[Problem statement]
Determine how many lines of the items below contain the string "rusty", treating uppercase and lowercase as different, and give only that number.

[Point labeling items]
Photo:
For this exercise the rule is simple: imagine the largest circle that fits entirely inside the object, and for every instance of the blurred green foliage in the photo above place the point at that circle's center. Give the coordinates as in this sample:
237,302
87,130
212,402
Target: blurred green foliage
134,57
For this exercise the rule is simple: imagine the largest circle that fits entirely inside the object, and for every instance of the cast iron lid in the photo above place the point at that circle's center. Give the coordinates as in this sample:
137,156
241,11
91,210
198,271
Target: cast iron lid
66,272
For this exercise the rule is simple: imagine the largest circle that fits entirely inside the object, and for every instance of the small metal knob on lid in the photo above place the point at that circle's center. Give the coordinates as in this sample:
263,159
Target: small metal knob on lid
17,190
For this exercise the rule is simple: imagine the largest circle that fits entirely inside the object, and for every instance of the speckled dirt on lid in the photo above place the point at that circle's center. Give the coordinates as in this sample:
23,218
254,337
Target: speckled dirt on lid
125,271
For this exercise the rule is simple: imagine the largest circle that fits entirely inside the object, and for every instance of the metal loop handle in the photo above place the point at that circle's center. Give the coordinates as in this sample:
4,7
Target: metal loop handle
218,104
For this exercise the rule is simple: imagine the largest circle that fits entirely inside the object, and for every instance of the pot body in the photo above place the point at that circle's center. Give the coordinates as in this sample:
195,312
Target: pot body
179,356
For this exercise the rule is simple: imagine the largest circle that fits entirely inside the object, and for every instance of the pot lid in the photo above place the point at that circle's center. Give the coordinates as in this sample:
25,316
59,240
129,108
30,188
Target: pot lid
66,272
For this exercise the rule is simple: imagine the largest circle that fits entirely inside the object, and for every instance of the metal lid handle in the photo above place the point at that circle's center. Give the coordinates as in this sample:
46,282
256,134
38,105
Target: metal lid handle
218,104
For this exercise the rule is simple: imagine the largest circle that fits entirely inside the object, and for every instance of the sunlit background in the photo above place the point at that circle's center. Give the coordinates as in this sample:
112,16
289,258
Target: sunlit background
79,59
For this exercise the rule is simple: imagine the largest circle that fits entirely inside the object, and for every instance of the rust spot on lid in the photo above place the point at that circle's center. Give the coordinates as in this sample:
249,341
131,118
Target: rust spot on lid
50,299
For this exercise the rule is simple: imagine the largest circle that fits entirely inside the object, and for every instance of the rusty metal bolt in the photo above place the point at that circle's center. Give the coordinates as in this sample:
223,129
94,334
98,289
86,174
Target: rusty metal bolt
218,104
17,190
* * *
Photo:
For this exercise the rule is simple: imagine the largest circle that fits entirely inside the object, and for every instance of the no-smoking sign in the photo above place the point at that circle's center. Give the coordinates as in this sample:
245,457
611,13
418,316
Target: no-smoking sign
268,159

[Solution to the exercise]
2